Write out each line exactly as it stands, please.

Dataset:
■ ■ ■ ■ ■
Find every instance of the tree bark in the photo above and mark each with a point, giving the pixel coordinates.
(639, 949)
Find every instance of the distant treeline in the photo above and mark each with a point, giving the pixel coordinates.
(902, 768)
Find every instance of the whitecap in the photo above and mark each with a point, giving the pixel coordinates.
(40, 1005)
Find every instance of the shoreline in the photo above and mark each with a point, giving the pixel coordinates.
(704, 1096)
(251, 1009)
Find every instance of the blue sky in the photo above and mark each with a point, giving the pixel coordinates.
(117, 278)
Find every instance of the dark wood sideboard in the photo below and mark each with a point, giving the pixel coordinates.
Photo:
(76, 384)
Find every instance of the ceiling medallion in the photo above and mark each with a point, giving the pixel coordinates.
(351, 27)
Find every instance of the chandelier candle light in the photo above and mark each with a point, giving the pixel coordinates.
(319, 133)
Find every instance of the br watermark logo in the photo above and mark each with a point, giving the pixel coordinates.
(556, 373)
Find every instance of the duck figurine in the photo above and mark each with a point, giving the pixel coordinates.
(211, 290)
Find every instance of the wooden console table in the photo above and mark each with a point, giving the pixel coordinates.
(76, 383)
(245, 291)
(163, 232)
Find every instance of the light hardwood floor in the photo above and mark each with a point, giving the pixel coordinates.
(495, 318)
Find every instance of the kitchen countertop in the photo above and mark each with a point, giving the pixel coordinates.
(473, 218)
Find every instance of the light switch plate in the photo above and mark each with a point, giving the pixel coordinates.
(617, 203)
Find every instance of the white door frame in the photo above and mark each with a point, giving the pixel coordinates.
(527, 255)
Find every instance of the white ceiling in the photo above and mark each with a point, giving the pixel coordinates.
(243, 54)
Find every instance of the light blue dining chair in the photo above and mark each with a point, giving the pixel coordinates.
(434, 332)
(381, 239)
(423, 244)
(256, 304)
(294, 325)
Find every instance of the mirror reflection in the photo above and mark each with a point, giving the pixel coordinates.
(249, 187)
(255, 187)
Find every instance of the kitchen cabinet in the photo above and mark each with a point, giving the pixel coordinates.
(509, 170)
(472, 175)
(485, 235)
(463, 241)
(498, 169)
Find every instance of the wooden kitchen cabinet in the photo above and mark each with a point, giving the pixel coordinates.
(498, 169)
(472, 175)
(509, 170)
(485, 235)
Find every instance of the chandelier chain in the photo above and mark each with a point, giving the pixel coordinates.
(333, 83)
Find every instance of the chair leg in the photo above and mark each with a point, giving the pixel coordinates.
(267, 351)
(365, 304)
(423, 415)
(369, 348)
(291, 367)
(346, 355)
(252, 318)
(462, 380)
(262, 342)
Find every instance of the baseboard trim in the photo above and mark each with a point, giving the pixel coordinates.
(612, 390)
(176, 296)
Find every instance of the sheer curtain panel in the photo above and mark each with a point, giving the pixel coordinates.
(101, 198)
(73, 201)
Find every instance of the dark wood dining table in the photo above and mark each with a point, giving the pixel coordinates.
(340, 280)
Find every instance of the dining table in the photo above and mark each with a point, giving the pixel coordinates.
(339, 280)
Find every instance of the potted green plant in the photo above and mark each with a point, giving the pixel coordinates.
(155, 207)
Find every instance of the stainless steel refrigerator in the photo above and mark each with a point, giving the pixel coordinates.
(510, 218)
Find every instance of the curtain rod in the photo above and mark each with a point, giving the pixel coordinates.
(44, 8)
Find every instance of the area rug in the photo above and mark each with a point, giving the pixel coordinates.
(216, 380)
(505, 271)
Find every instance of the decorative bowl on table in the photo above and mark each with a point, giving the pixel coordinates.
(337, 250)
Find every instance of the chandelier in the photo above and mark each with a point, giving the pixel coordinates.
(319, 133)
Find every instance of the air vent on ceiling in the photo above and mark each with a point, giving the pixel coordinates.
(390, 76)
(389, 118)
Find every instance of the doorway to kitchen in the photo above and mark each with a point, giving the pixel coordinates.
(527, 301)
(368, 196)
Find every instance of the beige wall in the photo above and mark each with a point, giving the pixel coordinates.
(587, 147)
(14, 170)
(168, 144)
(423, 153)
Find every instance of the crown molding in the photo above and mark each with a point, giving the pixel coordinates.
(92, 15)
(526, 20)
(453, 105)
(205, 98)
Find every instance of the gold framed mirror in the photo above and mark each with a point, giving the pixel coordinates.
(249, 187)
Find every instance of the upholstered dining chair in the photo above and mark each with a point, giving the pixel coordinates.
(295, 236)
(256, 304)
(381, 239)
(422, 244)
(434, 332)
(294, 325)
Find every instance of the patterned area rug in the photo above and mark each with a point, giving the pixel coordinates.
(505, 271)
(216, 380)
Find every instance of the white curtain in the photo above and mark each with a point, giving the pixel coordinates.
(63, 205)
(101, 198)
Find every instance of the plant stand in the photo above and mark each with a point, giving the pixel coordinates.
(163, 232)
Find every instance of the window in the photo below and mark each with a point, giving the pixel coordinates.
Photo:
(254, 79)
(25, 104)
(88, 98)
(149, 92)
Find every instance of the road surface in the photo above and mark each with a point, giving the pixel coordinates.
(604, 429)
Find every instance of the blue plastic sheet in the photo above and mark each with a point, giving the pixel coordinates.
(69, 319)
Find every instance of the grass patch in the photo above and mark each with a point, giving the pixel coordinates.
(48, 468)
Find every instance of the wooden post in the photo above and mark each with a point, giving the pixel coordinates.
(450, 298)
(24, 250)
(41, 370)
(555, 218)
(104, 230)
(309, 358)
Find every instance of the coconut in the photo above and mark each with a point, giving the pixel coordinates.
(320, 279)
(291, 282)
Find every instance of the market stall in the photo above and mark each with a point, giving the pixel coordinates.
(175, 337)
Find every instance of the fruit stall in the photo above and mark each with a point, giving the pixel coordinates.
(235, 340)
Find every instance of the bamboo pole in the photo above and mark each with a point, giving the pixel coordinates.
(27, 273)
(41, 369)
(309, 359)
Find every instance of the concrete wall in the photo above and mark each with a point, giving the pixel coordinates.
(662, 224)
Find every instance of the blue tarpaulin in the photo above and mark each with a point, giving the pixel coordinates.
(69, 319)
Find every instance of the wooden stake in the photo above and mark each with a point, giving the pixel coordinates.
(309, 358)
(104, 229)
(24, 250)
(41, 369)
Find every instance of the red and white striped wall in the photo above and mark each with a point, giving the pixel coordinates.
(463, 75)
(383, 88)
■ ■ ■ ■ ■
Result of the exercise:
Find every instance of the tree bark in the photo above and mark each with a point, giving the pixel coordinates.
(639, 949)
Find every instance of the distant treeline in the photo above and mark each with a point, giving the pixel coordinates.
(902, 768)
Find every instance of the whitecap in the photo above and mark each with a point, giving the pixel coordinates.
(40, 1005)
Find every instance of the shoreline in the photo above and mark each with a point, giving the pixel coordinates.
(704, 1096)
(251, 1009)
Find every instance of the blue sky in the photo above and mark each with a point, giving the pixel coordinates.
(117, 278)
Find every instance of the dark wood sideboard in the photo below and mark each with a point, giving the pixel coordinates.
Photo:
(76, 384)
Find every instance of the ceiling medallion in the photo above and mark each with a point, giving the pixel coordinates.
(351, 27)
Find every instance of the chandelier candle light in the photo above and mark each with a point, giving the pixel coordinates.
(319, 133)
Find every instance of the br watermark logo in the photo above and mark each with a point, giving the pixel coordinates.
(556, 373)
Find every instance of the duck figurine in the photo above and mark each with a point, giving the pixel coordinates.
(211, 290)
Find every instance of the wooden console table in the photo above and mark each with a point, giving the pixel coordinates.
(76, 383)
(245, 291)
(163, 232)
Find every instance of the light hardwood floor in the photo above and mark each with a point, giving the pixel coordinates.
(495, 318)
Find every instance of the kitchen countertop in the photo above and mark each with a point, giving the pixel coordinates.
(473, 218)
Find every instance of the light switch plate in the photo above and mark each with a point, giving the pixel coordinates.
(617, 203)
Find every instance of the white door frame in the photo above and mark each with a point, giving the pixel coordinates.
(527, 255)
Find every instance of the white ceiling in the photo above and mark each with a point, giving the pixel coordinates.
(243, 54)
Find every instance of the light blue dining chair in the photo above and mark each with a point, giving the pixel coordinates.
(434, 332)
(381, 239)
(423, 244)
(256, 304)
(294, 325)
Find every instance of the mirror reflection in the photo above and mark each with a point, giving the pixel coordinates.
(249, 187)
(255, 187)
Find every instance of the kitchen cabinet in the photo above and mark each with a point, giving the pixel coordinates.
(509, 170)
(472, 175)
(485, 235)
(463, 241)
(498, 169)
Find every instance of the wooden kitchen cabinet in the photo above and mark each with a point, giving the pixel coordinates.
(498, 169)
(472, 175)
(509, 170)
(485, 235)
Find every instance of the chandelier chain in the photo above and mark each with a point, giving the pixel coordinates.
(333, 83)
Find every instance of the chair leg in the photo above and mark each with a point, giving the pixel coordinates.
(267, 351)
(365, 304)
(423, 415)
(369, 348)
(291, 367)
(346, 355)
(252, 318)
(462, 380)
(262, 342)
Find every instance of the baseboard trim in the photo above and mark each with a point, giving the pixel coordinates.
(612, 390)
(176, 296)
Find every instance of the sheer curtain panel in the photo above and mark each with a point, giving the pixel coordinates.
(101, 198)
(73, 201)
Find every instance of the dark wood dining table in the photo above and mark each with a point, giving the pixel coordinates.
(340, 280)
Find every instance of the dining table in the photo above and mark each with a point, giving the pixel coordinates.
(339, 280)
Find every instance of the potted green plant in the photo above and mark each with a point, giving the pixel coordinates.
(155, 207)
Find every instance of the stainless steel refrigerator in the photo above and mark each with a point, giving the pixel coordinates.
(510, 218)
Find every instance of the curtain rod in the photo above and mark each with a point, giving the pixel coordinates.
(44, 8)
Find every instance of the area rug in the photo above and mark each with a point, giving the pixel coordinates.
(216, 380)
(505, 271)
Find every instance of the decorative bowl on table in the photo above and mark each with a point, giving the pixel coordinates.
(337, 250)
Find every instance of the chandelier in the photo above and mark each with a point, giving the pixel coordinates.
(319, 133)
Find every instance of the air vent on ceiling in the photo above and mark each with a point, giving the pixel coordinates.
(390, 76)
(389, 118)
Find every instance of the doorway to kitchen in the photo above and mark each with a point, giving the pixel coordinates.
(527, 301)
(368, 196)
Find every instance of the beige wall in the photo above and mark each with a point, giving the pixel coordinates.
(587, 147)
(14, 170)
(168, 144)
(423, 153)
Find every instance of the crown molding in the photo above and mark each with a point, giving the pixel coordinates.
(92, 15)
(526, 20)
(453, 105)
(205, 98)
Find every instance of the gold framed mirror in the photo above and mark each with a point, giving the pixel coordinates.
(249, 187)
Find every instance of the upholstered dining chair in the photo above and mark each with a point, giving the pixel coordinates.
(295, 236)
(256, 304)
(381, 239)
(422, 244)
(434, 332)
(294, 325)
Find every instance of the patterned area rug in the photo above and mark each with a point, giving the pixel coordinates.
(505, 271)
(216, 380)
Find every instance of the white curtain in the photo above and mark each with a point, giving the pixel coordinates.
(63, 205)
(101, 198)
Find every instance of the plant stand in the photo above and mark each with a point, giving the pixel coordinates.
(163, 232)
Find every instance of the window in the photo below and mark each with a point, giving the pixel coordinates.
Photo:
(254, 79)
(25, 104)
(88, 98)
(149, 92)
Find every instance of the road surface in the photo above and mark each with a point, giving the pixel coordinates.
(604, 429)
Find every instance of the blue plastic sheet in the photo above and mark each with a point, giving the pixel coordinates.
(69, 319)
Find every instance of the grass patch in the photo above and mark each with a point, giving the pixel coordinates.
(48, 468)
Find every instance of the wooden post in the photo above and mark each with a point, giving the pixel coordinates.
(450, 298)
(24, 250)
(41, 370)
(555, 218)
(104, 230)
(309, 358)
Find every instance of the coconut in the photo above and mark each with a point, giving the pixel coordinates.
(320, 279)
(291, 282)
Find every instance of the market stall in the photo above and mark each with a point, giving the pixel coordinates.
(175, 337)
Find every instance of the fruit stall in the photo above and mark each with a point, giving the pixel coordinates.
(235, 340)
Find every instance of the bamboo pole in the photo above and mark each with a point, giving the pixel coordinates.
(27, 273)
(41, 369)
(309, 359)
Find every instance of the concrete wall in the photo above and mark each with a point, giving the pixel coordinates.
(662, 224)
Find every instance of the blue tarpaulin in the photo above and mark each with a point, giving the pixel coordinates.
(69, 319)
Find every instance of the wooden stake in the photo above and mark each with a point, giving the pixel coordinates.
(309, 358)
(104, 229)
(24, 250)
(41, 369)
Find every instance of the red and white striped wall in the photo above and mark each with a point, giving the pixel coordinates.
(463, 75)
(383, 88)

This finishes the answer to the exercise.